● Instructions to follow: The answer must be the lines from the one containing "# response is" through the last line of the data below, copied exactly, with nothing else.

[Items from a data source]

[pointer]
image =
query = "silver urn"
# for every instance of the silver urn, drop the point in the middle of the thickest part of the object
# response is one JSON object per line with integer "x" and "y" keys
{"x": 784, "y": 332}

● Task answer:
# response is one JSON object per line with integer "x" and "y" keys
{"x": 784, "y": 332}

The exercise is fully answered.